Prompt
Can the lines below, from the one that holds "the bride's forearm" to the very end, be echoed exactly, with both ends included and no pictures?

Exercise material
━━━━━━━━
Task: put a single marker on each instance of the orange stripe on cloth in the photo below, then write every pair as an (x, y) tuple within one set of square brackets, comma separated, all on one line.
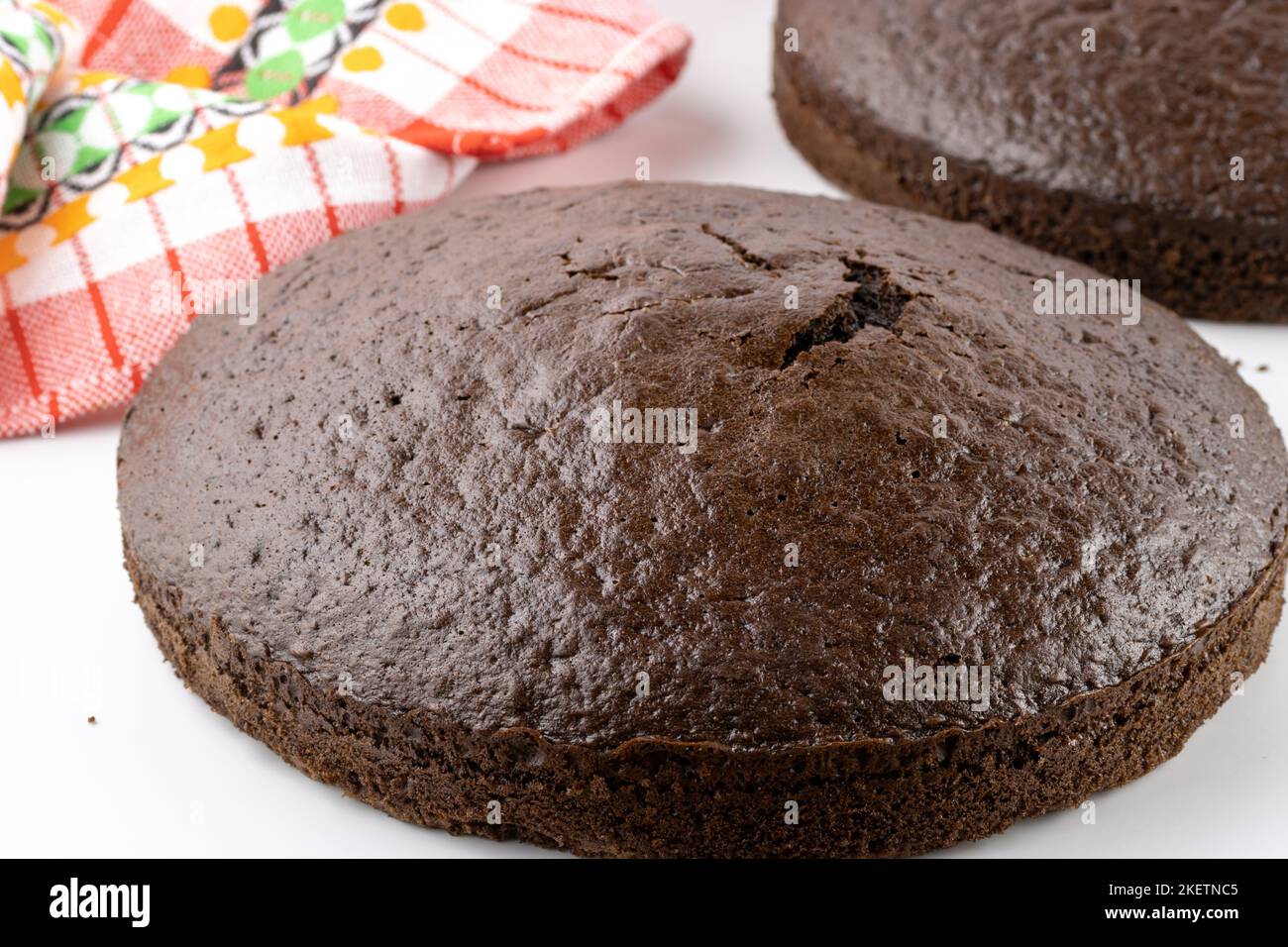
[(458, 142)]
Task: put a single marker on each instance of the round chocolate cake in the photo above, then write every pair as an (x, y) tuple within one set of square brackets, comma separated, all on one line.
[(662, 519), (1146, 138)]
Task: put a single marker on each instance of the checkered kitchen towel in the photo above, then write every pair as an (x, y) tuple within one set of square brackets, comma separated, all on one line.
[(188, 144)]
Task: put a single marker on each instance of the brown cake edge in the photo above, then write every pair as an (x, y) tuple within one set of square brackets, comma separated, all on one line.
[(1198, 268), (671, 799)]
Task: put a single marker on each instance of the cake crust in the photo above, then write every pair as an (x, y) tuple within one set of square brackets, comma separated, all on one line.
[(1120, 158), (376, 531)]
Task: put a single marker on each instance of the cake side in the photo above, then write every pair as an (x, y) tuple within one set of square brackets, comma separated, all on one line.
[(1202, 260)]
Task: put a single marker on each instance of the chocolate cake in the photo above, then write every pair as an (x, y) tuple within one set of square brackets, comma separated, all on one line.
[(1145, 138), (662, 519)]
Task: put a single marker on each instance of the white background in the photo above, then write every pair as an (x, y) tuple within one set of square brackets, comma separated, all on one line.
[(161, 775)]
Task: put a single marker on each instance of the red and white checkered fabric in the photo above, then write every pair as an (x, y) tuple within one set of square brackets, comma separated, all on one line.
[(194, 144)]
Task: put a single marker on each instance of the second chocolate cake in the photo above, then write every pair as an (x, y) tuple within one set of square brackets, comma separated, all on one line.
[(694, 521), (1146, 138)]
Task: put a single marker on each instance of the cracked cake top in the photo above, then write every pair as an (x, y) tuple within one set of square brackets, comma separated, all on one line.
[(395, 486)]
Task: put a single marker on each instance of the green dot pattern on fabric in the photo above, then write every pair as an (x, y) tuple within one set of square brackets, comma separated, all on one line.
[(313, 18), (277, 75)]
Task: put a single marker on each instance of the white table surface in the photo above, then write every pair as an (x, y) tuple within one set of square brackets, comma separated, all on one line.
[(160, 775)]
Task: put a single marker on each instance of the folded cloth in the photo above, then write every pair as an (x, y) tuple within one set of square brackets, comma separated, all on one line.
[(165, 154)]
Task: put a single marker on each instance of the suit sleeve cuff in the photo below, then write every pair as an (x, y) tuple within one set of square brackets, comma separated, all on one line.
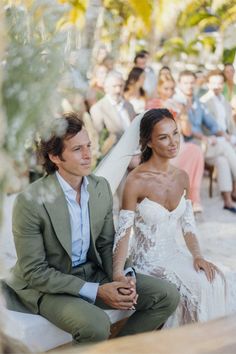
[(89, 292), (129, 272)]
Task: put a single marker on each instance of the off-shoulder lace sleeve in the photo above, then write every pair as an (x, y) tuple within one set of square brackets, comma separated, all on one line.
[(121, 242), (190, 231)]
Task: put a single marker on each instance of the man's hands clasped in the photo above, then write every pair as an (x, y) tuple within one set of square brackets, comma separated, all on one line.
[(119, 294)]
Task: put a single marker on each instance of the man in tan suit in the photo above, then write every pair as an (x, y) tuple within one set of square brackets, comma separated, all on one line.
[(63, 232), (112, 112), (218, 106)]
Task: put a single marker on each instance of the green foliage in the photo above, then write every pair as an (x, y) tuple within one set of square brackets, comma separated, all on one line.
[(33, 66), (229, 55)]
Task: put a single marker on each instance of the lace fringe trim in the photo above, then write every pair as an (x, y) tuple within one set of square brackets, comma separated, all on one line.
[(126, 220)]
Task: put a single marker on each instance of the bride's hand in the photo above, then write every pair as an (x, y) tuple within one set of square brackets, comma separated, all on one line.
[(209, 268)]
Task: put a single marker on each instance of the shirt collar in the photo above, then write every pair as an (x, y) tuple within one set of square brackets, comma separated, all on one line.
[(66, 187)]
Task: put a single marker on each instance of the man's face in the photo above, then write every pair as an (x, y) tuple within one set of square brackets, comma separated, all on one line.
[(187, 84), (76, 157), (114, 88), (141, 62), (216, 84)]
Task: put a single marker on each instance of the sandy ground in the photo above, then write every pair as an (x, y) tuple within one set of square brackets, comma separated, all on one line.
[(217, 230)]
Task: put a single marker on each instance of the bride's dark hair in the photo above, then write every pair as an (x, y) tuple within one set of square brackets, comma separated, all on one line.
[(147, 123)]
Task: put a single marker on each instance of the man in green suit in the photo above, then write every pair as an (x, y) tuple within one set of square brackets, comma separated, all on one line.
[(63, 232)]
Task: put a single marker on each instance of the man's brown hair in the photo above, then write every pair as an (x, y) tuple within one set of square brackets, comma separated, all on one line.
[(62, 129)]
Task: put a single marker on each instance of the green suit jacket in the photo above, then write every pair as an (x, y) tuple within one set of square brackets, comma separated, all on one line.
[(42, 235)]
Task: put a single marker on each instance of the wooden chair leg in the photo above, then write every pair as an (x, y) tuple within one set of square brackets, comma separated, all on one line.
[(210, 170)]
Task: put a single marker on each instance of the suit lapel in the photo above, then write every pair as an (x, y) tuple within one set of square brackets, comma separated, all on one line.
[(93, 208), (58, 213)]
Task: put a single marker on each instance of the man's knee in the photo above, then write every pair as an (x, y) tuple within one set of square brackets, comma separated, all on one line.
[(169, 294), (93, 331)]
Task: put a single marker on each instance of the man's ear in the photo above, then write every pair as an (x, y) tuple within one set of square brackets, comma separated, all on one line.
[(54, 158)]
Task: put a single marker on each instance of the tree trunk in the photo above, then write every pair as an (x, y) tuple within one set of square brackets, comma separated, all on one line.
[(88, 38)]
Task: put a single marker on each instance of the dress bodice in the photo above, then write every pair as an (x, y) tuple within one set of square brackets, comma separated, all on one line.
[(155, 231)]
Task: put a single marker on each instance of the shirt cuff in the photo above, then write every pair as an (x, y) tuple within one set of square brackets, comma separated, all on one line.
[(129, 272), (89, 291)]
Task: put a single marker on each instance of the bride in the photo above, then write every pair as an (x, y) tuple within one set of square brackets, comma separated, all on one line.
[(156, 206)]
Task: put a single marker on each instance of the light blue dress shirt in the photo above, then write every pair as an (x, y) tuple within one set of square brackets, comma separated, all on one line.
[(80, 230)]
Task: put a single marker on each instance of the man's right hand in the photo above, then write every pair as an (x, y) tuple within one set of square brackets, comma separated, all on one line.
[(109, 293)]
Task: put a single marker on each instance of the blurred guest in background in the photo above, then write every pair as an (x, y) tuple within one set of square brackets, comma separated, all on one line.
[(141, 61), (112, 112), (229, 86), (133, 91)]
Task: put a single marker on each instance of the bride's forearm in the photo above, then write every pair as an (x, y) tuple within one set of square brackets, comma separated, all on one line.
[(193, 245), (120, 255)]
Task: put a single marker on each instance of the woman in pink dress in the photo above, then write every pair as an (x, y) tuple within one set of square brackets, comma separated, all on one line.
[(190, 157)]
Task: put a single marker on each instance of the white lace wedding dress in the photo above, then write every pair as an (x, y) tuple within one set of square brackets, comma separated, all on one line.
[(154, 250)]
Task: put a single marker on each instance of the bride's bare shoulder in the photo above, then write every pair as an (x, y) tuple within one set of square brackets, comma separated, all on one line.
[(135, 177)]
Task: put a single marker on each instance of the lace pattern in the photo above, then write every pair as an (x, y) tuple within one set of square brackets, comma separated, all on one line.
[(126, 220), (187, 220)]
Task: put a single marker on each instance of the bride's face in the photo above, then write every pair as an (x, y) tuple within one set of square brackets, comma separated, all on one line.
[(165, 139)]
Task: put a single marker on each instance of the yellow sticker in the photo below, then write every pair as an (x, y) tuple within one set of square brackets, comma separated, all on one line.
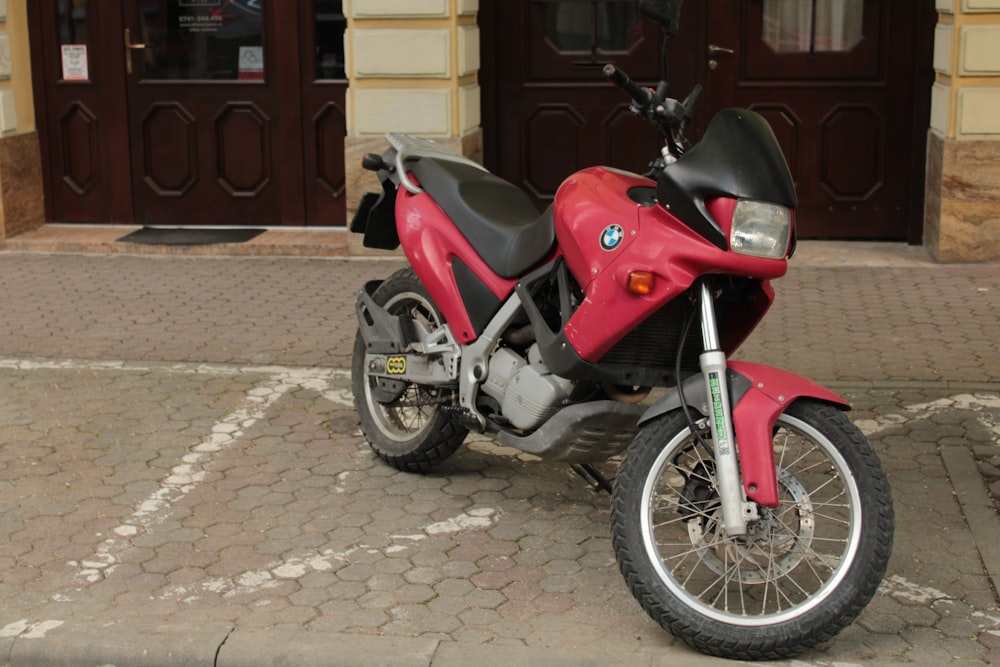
[(395, 365)]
━━━━━━━━
The reply
Task: put a single marker on each instance of the bride's forearm in the photo above, then write every pair as an (x, y) tuple within one set of square brackets, comma separated, all on one line.
[(193, 245), (120, 255)]
Task: put a single marker on each instance of the woman in pink dress in the photo above, then write every pair as an (x, y) tuple within one set of square brackets, comma separated, all on one line.
[(190, 157)]
Task: put a single marker on each instance of the white lace wedding dress in the photo above, then write every pair as an (x, y) tuple within one set of square brackets, comma separated, all on one line.
[(154, 250)]
Task: put a single marker on each instance of the bride's bare shoulder in the photo above, then write every pair as an (x, y) tuple within one set of square brackets, comma separated, all on one line.
[(135, 177)]
Task: put a single marker on each instance of the lace pattern in the photo above, then write every pair as an (x, y) tuple within one set of square brackets, comma separated, all on one line.
[(126, 220), (187, 220)]
Task: put a single marker on each instance of the bride's face in the photo above, then write every pair as an (x, y) tuple within one set of square brackets, comma separated, all on one line.
[(165, 139)]
Task: put a single marker on each instance of the yellow sticker in the photo below, then write every pair as an (x, y) tuple within one set of square brackets, comma separated, all on one line.
[(395, 365)]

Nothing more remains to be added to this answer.